● Extract provided:
-----

As nursing homes open up, families, operators remember COVID's torment, focus on what's next

A woman hugs her mother
Deb Achenbach hugs her mother for the first time in a year at the Dodge Center nursing home where her mother lives. Achenbach says the pandemic has been tough in terms of isolation for her mother, who before the pandemic had been visited each day by Achenbach's father.
Video screengrab courtesy of Deb Achenbach

In late March, Deb Achenbach got to do something she’s done a thousand times before — She hugged her mother for the first time in more than a year.

In fact that whole time, Achenbach couldn’t even touch her mother, and rarely saw her in person.

More than a year into the COVID-19 pandemic, families, administrators, staff and residents are cautiously moving into a post-vaccine life. They do so while holding onto the memories of one of the most devastating years in the history of long-term care. The most recent Minnesota health data shows residents of long-term care facilities, including nursing homes, were 62 percent of all COVID-19-related deaths.

-----

● Information:
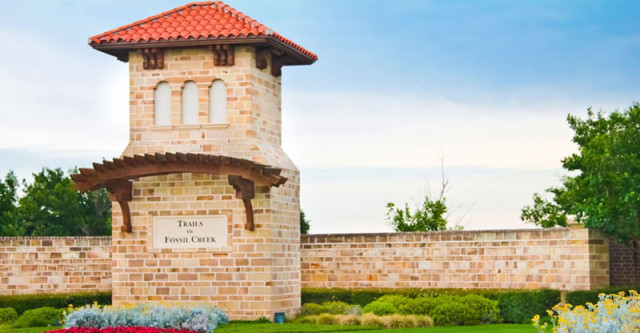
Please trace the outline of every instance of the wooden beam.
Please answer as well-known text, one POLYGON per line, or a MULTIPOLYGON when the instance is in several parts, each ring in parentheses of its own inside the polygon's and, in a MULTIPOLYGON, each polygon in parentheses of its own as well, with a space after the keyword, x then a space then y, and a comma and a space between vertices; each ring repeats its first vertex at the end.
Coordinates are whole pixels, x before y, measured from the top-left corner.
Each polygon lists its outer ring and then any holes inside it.
POLYGON ((257 69, 265 69, 267 68, 267 57, 271 54, 271 50, 269 48, 265 49, 256 49, 256 68, 257 69))
POLYGON ((129 201, 133 199, 133 183, 127 180, 116 180, 105 184, 105 188, 109 191, 111 201, 117 201, 122 211, 122 221, 124 226, 122 231, 131 233, 131 210, 129 209, 129 201))
POLYGON ((150 47, 139 49, 142 56, 142 68, 144 69, 163 69, 164 68, 164 50, 158 47, 150 47))
POLYGON ((235 63, 235 48, 229 44, 216 44, 209 46, 213 52, 214 66, 233 66, 235 63))
POLYGON ((255 184, 254 182, 244 179, 240 176, 229 176, 229 184, 236 190, 236 198, 242 199, 244 204, 245 215, 247 216, 247 223, 244 228, 249 231, 256 230, 256 225, 253 222, 253 205, 251 199, 255 197, 255 184))

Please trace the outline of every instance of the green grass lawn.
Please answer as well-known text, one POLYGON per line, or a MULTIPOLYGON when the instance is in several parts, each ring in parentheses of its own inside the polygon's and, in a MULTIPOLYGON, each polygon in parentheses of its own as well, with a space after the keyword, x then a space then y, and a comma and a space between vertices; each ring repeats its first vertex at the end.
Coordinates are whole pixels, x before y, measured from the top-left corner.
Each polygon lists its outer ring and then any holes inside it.
POLYGON ((484 325, 484 326, 450 326, 427 328, 397 328, 376 331, 360 331, 358 333, 537 333, 536 329, 525 325, 484 325))
MULTIPOLYGON (((51 327, 15 328, 0 327, 2 333, 40 333, 56 329, 51 327)), ((536 333, 531 325, 484 325, 484 326, 453 326, 429 328, 398 328, 371 330, 358 326, 312 325, 312 324, 250 324, 231 323, 216 329, 216 333, 307 333, 307 332, 353 332, 358 333, 536 333)))

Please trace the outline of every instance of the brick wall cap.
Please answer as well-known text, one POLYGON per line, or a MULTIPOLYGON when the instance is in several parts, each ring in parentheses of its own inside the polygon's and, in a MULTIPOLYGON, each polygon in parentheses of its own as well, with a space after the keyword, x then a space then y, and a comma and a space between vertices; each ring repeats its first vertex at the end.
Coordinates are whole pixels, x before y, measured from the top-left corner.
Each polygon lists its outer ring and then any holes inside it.
POLYGON ((482 234, 482 233, 511 233, 511 232, 550 232, 568 231, 571 228, 531 228, 531 229, 488 229, 488 230, 448 230, 448 231, 419 231, 419 232, 372 232, 372 233, 338 233, 301 235, 302 238, 313 237, 353 237, 353 236, 402 236, 402 235, 446 235, 446 234, 482 234))

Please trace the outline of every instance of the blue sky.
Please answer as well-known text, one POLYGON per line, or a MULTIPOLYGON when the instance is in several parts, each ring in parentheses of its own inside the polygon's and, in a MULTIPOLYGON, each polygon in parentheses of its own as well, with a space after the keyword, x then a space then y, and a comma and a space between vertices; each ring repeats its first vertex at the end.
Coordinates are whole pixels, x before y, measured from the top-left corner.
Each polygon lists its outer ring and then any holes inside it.
MULTIPOLYGON (((388 231, 386 202, 436 190, 442 155, 452 222, 523 227, 575 151, 566 115, 640 100, 635 1, 228 3, 320 57, 283 74, 283 145, 314 233, 388 231)), ((87 39, 182 4, 4 3, 0 174, 118 156, 127 66, 87 39)))

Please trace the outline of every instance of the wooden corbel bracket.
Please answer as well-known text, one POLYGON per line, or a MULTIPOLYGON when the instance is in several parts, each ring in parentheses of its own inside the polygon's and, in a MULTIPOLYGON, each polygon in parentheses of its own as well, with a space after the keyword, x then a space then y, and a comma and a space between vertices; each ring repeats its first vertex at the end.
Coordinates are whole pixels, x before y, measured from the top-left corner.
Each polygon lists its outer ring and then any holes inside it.
POLYGON ((272 48, 264 48, 256 50, 256 68, 267 68, 267 58, 271 55, 271 75, 282 75, 282 66, 284 65, 282 52, 274 50, 272 48))
POLYGON ((247 223, 245 223, 244 228, 250 231, 256 230, 256 225, 253 222, 253 206, 251 205, 251 199, 255 197, 254 182, 240 176, 230 175, 229 185, 236 190, 236 198, 242 199, 242 203, 244 203, 244 210, 247 215, 247 223))
POLYGON ((233 45, 219 44, 209 47, 213 52, 214 66, 233 66, 235 63, 235 49, 233 45))
POLYGON ((131 233, 131 211, 129 210, 129 201, 133 199, 133 183, 128 180, 116 180, 105 184, 105 188, 109 191, 111 201, 117 201, 122 210, 122 220, 124 226, 122 231, 131 233))
POLYGON ((271 53, 271 49, 256 49, 256 68, 267 68, 267 56, 271 53))
POLYGON ((140 49, 142 55, 142 68, 144 69, 163 69, 164 68, 164 50, 152 47, 140 49))

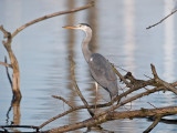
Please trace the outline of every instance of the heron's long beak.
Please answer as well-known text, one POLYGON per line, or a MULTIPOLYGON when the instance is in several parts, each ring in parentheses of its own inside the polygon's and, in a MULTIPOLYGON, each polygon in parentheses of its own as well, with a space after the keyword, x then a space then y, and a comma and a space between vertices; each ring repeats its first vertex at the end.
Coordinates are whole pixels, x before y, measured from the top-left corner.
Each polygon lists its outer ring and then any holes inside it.
POLYGON ((77 29, 76 27, 72 27, 72 25, 67 25, 67 27, 63 27, 63 28, 67 28, 67 29, 77 29))

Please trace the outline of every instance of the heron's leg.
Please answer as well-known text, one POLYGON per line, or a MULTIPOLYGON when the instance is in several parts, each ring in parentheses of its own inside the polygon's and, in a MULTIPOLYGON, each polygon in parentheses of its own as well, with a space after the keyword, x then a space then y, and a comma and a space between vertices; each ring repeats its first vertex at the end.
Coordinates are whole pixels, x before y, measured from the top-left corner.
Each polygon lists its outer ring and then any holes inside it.
POLYGON ((96 91, 96 98, 95 98, 95 112, 96 112, 96 104, 97 104, 97 82, 95 82, 95 91, 96 91))

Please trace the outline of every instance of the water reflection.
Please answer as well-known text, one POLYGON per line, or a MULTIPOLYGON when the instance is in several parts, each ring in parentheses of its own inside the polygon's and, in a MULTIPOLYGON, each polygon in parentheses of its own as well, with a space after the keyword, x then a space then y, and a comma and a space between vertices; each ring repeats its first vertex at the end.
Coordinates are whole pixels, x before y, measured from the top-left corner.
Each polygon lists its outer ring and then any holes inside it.
POLYGON ((128 71, 135 70, 135 1, 124 0, 124 22, 125 22, 125 66, 128 71))
MULTIPOLYGON (((167 16, 175 6, 174 0, 165 0, 164 14, 167 16)), ((175 80, 175 16, 165 21, 165 44, 164 44, 164 78, 166 81, 175 80)))

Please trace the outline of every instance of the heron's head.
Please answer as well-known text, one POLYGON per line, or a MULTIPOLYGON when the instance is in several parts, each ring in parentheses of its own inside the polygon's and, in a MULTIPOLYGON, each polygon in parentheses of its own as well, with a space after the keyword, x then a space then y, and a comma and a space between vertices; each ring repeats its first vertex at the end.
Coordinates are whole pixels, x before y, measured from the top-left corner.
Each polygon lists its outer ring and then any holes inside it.
POLYGON ((86 23, 80 23, 77 25, 69 25, 69 27, 63 27, 63 28, 67 28, 67 29, 79 29, 79 30, 83 30, 83 31, 88 31, 91 30, 91 27, 86 23))

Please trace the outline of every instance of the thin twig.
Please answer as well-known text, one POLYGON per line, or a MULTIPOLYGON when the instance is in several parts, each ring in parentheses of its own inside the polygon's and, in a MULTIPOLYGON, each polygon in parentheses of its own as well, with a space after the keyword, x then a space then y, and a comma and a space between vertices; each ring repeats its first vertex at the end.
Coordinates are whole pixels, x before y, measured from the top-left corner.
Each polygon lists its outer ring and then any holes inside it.
POLYGON ((115 66, 114 66, 114 64, 113 63, 111 63, 112 64, 112 68, 113 68, 113 70, 114 70, 114 72, 119 76, 119 79, 122 80, 122 81, 124 81, 124 83, 128 86, 128 88, 131 88, 131 84, 126 81, 126 79, 115 69, 115 66))
MULTIPOLYGON (((4 57, 4 63, 7 63, 7 62, 8 62, 8 61, 7 61, 7 57, 4 57)), ((10 64, 10 65, 11 65, 11 64, 10 64)), ((11 88, 12 88, 12 79, 10 78, 8 66, 6 66, 6 70, 7 70, 7 75, 8 75, 8 79, 9 79, 9 83, 10 83, 10 85, 11 85, 11 88)))
POLYGON ((148 29, 150 29, 150 28, 153 28, 153 27, 162 23, 162 22, 165 21, 168 17, 173 16, 175 12, 177 12, 177 9, 176 9, 175 11, 173 11, 171 13, 169 13, 168 16, 166 16, 165 18, 163 18, 163 19, 162 19, 160 21, 158 21, 157 23, 155 23, 155 24, 153 24, 153 25, 149 25, 149 27, 147 27, 146 29, 148 30, 148 29))
POLYGON ((168 89, 169 91, 174 92, 175 94, 177 94, 177 89, 174 88, 171 84, 163 81, 162 79, 158 78, 158 74, 156 72, 156 69, 155 69, 155 65, 150 64, 152 65, 152 71, 153 71, 153 74, 154 74, 154 78, 155 78, 155 81, 156 83, 165 86, 166 89, 168 89))
POLYGON ((55 98, 55 99, 59 99, 59 100, 62 100, 64 103, 66 103, 70 108, 72 108, 73 109, 73 105, 69 102, 69 101, 66 101, 64 98, 62 98, 62 96, 56 96, 56 95, 52 95, 52 98, 55 98))
POLYGON ((155 121, 153 122, 153 124, 152 124, 148 129, 146 129, 143 133, 149 133, 149 132, 158 124, 158 122, 159 122, 160 119, 162 119, 162 115, 156 115, 155 117, 156 117, 156 119, 155 119, 155 121))
POLYGON ((0 62, 1 65, 8 66, 8 68, 12 68, 11 64, 4 63, 4 62, 0 62))
POLYGON ((39 21, 43 21, 45 19, 50 19, 50 18, 53 18, 53 17, 56 17, 56 16, 61 16, 61 14, 66 14, 66 13, 72 13, 72 12, 76 12, 76 11, 80 11, 80 10, 84 10, 84 9, 87 9, 87 8, 91 8, 94 6, 94 2, 90 2, 87 3, 86 6, 83 6, 83 7, 80 7, 80 8, 75 8, 75 9, 71 9, 71 10, 66 10, 66 11, 59 11, 59 12, 55 12, 55 13, 52 13, 52 14, 46 14, 44 17, 41 17, 41 18, 38 18, 35 20, 32 20, 25 24, 23 24, 22 27, 18 28, 13 33, 12 33, 12 38, 14 35, 17 35, 20 31, 22 31, 23 29, 25 29, 29 25, 32 25, 39 21))

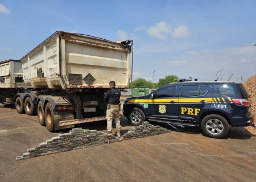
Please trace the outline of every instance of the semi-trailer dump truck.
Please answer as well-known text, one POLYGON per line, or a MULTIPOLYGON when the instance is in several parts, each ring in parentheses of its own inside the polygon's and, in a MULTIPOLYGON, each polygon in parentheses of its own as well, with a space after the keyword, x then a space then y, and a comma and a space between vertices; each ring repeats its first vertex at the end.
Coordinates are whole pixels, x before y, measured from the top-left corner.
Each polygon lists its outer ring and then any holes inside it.
POLYGON ((128 88, 133 44, 56 31, 20 60, 25 85, 13 100, 17 112, 37 114, 49 131, 105 120, 109 81, 128 88))
POLYGON ((0 62, 0 107, 13 104, 16 93, 24 92, 26 86, 20 60, 8 60, 0 62))

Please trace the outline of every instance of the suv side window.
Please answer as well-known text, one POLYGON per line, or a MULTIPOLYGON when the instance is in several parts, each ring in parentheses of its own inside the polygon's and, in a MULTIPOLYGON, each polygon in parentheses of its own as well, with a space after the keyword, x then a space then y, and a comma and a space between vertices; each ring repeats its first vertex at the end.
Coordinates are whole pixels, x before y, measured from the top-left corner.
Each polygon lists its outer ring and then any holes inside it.
POLYGON ((155 92, 156 98, 175 97, 176 86, 167 86, 155 92))
POLYGON ((224 85, 217 87, 218 93, 223 96, 243 98, 240 88, 237 85, 224 85))
POLYGON ((196 97, 205 94, 209 90, 208 86, 184 85, 181 97, 196 97))

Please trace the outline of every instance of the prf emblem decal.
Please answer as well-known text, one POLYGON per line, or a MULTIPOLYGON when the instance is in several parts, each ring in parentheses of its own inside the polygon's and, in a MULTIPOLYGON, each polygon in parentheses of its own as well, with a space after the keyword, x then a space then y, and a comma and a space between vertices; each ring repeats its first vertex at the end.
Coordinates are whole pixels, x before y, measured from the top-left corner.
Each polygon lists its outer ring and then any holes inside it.
POLYGON ((164 114, 166 113, 166 106, 163 105, 159 105, 159 113, 162 114, 164 114))

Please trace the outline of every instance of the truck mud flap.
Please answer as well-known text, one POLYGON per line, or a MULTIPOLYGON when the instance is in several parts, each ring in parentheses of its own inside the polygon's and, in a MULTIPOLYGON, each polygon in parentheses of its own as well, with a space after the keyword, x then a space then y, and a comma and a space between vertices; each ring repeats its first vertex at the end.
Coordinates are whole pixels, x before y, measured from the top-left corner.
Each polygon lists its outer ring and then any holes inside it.
POLYGON ((105 116, 105 117, 89 118, 61 121, 59 122, 59 126, 60 127, 63 126, 88 123, 90 122, 94 122, 102 120, 106 120, 106 117, 105 116))

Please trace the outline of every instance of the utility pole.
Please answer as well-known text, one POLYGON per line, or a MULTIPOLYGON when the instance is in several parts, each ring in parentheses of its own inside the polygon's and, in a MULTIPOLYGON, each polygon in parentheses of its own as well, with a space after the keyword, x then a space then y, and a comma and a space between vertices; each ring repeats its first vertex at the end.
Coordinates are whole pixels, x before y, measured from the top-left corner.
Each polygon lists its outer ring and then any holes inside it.
POLYGON ((155 70, 154 70, 154 72, 153 72, 153 90, 154 90, 154 73, 155 73, 155 70))

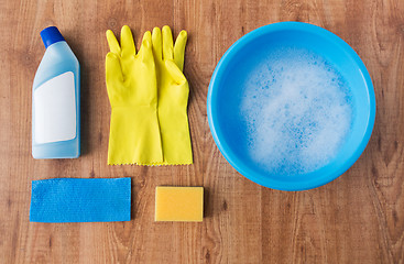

-----

● Task instructions:
**a)** In the nursing home article, what share of all COVID-19-related deaths in Minnesota were residents of long-term care facilities?
**b)** Pick up the nursing home article after its final paragraph and write what comes next.

● Responses by item number:
**a)** 62 percent

**b)**
For all, it has been a year of pain and change.

Achenbach’s 86-year-old mother has dementia and lives in a Dodge Center, Minn., nursing home. She’s been there two years. Just before nursing homes were closed to visitors, they celebrated her mother’s birthday together as a family.

“At least if I wasn't going to be able to see her, at least I saw her like a high point,” Achenbach said.

During the lockdown, Achenbach worried about her mother’s isolation. Before the pandemic, Achenbach’s father had visited her mother every day, coming for dinner to help feed her.

Through FaceTime calls and outdoor visits during the pandemic, she and her father have seen a decline in her mother, who often seemed sleepier than before the pandemic.

“I think we thought that once we were in person that it would change,” she said. “And I don't know if it's going to. I think she's just naturally declining due to her dementia.”

More recently, Achenbach has noticed some improvement. She isn’t sure if her mother is more present and clearer because things have opened up, but thinks physical presence and touch have helped.

The pandemic changed Achenbach’s relationship with her father.

“I think I've gotten closer to my dad because of my having to check in with him and we've been keeping track of mom,” she said.

COVID-19 was an uncontrollable fire for Barb Rode, the CEO and President of St. Therese, a long-term care facility in New Hope, Minn. Between April and June, nearly 70 residents at St. Therese died of COVID-19.

“It was just heartbreaking,” Rode said.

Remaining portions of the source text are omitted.